_What is expected_. When a line of the material has the word "kitchen" in it, copy that line.
──────── Provided records
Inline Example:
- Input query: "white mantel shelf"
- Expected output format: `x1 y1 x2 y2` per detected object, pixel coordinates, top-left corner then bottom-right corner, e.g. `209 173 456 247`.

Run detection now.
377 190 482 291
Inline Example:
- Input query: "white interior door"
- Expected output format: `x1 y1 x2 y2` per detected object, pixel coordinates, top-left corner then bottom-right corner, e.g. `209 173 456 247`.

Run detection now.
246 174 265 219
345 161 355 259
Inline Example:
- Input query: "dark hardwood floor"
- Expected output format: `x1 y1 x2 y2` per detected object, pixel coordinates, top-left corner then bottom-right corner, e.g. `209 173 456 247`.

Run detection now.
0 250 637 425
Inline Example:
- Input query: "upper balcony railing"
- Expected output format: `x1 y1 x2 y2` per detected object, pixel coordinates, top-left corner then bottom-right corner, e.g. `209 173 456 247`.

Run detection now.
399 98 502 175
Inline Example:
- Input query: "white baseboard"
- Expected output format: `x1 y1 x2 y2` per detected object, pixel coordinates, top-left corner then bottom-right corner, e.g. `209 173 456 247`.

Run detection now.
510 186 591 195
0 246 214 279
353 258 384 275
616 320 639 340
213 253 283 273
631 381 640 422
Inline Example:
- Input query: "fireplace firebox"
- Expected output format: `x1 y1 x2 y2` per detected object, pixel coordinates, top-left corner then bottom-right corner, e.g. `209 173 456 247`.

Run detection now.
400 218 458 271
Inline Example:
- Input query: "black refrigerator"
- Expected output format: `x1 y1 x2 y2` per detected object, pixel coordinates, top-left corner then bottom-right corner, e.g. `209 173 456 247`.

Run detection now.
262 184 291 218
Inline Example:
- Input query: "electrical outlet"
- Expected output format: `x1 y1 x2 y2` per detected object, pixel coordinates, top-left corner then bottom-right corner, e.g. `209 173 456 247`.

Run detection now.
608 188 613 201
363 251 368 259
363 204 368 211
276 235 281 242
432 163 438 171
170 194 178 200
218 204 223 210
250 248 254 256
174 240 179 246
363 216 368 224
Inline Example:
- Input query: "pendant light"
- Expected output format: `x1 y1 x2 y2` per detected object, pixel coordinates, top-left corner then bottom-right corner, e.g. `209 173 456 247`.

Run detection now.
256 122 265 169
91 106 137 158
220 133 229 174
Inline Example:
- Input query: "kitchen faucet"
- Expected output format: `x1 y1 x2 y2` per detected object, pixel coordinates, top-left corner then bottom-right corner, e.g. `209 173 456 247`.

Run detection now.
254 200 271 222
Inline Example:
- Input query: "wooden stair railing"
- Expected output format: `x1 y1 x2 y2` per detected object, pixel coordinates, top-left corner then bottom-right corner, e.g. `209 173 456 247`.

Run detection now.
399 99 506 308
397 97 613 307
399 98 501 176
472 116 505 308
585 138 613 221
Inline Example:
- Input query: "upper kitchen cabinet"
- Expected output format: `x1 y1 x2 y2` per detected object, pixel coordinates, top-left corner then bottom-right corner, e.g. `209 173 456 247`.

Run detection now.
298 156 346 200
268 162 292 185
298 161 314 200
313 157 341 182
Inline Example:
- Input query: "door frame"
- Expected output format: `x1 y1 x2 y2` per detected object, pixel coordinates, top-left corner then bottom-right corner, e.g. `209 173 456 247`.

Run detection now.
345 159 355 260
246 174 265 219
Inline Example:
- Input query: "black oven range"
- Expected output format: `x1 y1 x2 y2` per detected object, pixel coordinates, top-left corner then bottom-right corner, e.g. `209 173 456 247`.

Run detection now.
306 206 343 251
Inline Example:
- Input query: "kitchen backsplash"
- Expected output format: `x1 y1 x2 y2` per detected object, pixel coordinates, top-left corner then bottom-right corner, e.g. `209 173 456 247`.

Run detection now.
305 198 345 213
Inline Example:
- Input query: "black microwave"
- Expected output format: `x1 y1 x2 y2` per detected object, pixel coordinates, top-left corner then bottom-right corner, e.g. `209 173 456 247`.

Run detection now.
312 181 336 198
────────────────
_Result below_.
- Input query: "kitchen faucet"
- Input query: "upper kitchen cabinet"
- Input query: "kitchen backsplash"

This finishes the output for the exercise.